• Your instructions
Rewrite the rows below as a numbered list, leaving out any blank lines.

• Supplied data
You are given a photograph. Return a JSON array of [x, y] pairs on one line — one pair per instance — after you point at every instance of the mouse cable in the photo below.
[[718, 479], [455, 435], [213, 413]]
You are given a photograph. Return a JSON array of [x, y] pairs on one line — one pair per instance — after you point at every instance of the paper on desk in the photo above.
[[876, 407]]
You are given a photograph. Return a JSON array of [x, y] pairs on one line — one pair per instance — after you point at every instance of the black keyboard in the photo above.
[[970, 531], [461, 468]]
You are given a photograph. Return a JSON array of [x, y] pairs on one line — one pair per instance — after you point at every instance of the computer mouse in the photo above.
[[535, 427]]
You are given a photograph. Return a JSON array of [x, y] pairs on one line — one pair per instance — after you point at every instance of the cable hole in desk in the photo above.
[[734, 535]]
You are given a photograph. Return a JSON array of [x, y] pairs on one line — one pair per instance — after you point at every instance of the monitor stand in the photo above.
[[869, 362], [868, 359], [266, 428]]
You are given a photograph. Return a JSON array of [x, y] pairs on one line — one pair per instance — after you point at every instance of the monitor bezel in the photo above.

• Correct output
1. You are given a photograph. Return a JSON array of [x, y] pairs on one line — one pair per instance — after you point at every instance of the mouse cable in the photo below.
2. [[718, 479], [455, 435], [213, 413]]
3. You are given a photograph. Return a JSON array of [x, y] pairs on one line — one pair per instance — after you point at every instance of the paper on desk in the photo above.
4. [[876, 407]]
5. You are given a photograph. Return a JSON array of [x, y] pairs on one line — one pair per instance — after you point at every instance of the black keyboard in the photo above.
6. [[970, 531], [461, 468]]
7. You are given a photograph. Return a JSON array of [x, y] pairs on one line — one pair per instance — after you point at every instance of the computer mouse in the photo above.
8. [[535, 427]]
9. You are given a photograph. Return a JSON array of [x, y] pairs on one line — one pair per instance — after you point at every instance of the cable hole in desk in the photo above.
10. [[734, 535]]
11. You are given a photograph. Return a JSON array of [x, y] pairs on one line — one pair per instance — after you point at every instance of the monitor stand in the photo above.
12. [[869, 362], [868, 359], [266, 428]]
13. You are given a photograph. Return a JSON array of [x, y] pairs on one line — one pair per instance — after you point at every instance of the monitor bezel in the photo above.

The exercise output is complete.